What is needed
Scan the records for the word "walking". Copy each line that includes it.

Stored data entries

++++++++

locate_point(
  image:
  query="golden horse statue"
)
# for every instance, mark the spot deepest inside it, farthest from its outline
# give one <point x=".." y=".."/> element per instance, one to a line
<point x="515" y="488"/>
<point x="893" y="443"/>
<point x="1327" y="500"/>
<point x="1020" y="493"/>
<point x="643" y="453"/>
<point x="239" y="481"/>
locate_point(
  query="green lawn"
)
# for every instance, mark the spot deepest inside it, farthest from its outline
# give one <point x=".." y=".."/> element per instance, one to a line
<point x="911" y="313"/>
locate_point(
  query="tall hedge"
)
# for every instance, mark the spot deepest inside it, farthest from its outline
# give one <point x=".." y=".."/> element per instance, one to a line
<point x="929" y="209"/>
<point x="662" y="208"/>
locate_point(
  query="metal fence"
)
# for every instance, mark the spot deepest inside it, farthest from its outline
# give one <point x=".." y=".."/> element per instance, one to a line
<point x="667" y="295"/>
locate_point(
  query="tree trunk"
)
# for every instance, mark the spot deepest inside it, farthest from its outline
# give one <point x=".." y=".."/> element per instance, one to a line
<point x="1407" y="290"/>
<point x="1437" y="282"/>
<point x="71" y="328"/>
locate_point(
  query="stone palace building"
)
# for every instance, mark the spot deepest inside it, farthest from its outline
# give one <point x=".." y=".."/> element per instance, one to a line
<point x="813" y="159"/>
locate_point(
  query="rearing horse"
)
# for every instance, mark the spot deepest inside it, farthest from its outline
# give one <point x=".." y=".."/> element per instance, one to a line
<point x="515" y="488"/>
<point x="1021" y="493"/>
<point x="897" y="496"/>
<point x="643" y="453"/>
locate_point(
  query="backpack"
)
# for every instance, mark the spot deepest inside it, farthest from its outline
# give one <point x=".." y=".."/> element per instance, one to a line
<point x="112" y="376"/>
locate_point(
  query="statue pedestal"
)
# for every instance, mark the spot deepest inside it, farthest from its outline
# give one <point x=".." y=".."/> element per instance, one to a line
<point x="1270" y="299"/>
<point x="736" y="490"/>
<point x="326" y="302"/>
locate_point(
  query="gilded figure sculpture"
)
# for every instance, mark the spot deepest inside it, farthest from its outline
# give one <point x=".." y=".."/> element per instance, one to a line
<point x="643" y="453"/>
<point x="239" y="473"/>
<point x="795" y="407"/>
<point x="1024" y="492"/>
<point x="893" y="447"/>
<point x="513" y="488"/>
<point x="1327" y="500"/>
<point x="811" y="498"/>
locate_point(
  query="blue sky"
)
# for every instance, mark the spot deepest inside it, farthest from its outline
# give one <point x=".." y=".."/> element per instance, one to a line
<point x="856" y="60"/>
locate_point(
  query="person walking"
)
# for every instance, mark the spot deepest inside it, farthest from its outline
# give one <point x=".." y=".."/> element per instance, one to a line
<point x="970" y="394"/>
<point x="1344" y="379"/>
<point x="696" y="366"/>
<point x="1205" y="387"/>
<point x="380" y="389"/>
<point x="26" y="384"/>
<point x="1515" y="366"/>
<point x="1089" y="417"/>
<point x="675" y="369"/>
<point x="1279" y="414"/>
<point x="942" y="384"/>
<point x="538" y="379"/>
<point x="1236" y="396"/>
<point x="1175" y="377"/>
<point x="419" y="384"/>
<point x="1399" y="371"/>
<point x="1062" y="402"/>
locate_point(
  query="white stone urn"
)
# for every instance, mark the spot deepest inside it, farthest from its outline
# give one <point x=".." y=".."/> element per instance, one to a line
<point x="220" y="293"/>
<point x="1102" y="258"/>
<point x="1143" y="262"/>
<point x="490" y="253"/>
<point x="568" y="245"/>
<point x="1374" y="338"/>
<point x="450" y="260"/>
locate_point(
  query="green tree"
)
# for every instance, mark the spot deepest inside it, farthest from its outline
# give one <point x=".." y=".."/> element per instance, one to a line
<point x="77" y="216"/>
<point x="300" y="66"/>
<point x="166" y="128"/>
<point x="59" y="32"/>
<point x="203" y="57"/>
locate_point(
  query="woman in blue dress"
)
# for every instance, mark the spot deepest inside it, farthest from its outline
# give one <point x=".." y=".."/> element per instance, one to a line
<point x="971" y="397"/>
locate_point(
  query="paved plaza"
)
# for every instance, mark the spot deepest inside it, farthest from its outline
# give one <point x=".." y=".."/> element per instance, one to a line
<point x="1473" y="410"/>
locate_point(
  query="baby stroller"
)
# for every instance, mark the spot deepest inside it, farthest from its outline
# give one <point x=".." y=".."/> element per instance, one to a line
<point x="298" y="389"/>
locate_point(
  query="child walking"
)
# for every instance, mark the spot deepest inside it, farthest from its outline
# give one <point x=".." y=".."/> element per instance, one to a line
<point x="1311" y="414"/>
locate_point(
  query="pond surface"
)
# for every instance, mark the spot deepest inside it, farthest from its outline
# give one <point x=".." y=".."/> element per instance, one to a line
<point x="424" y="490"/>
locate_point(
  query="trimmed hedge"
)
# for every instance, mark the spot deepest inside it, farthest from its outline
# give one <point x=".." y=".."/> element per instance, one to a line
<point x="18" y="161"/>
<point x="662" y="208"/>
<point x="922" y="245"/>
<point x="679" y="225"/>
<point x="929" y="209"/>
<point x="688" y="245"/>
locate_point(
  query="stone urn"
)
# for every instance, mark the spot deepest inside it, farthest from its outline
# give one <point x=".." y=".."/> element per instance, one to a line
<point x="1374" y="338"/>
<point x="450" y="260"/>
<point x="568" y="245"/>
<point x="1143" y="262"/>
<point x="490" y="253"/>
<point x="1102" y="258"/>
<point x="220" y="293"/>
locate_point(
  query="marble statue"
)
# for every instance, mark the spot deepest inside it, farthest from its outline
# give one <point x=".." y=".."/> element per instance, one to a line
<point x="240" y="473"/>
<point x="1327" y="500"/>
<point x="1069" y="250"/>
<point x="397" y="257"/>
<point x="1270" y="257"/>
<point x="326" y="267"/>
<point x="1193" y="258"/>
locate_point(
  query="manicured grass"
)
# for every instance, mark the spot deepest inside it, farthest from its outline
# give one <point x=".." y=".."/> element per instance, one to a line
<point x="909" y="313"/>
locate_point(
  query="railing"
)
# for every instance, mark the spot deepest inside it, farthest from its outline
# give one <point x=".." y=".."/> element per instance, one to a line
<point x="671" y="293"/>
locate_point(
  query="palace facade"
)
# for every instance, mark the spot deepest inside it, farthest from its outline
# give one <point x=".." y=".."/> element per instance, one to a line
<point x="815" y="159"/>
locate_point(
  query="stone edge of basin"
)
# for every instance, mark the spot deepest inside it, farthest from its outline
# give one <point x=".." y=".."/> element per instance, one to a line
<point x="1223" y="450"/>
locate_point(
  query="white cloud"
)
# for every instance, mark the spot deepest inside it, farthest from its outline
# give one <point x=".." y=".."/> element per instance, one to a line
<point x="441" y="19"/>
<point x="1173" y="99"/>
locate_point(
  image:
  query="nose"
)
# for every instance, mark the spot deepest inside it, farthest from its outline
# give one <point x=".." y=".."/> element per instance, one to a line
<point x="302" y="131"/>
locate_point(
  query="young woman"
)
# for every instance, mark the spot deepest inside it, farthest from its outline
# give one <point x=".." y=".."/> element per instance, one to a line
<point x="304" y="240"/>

++++++++

Reply
  query="person walking"
  query="child walking"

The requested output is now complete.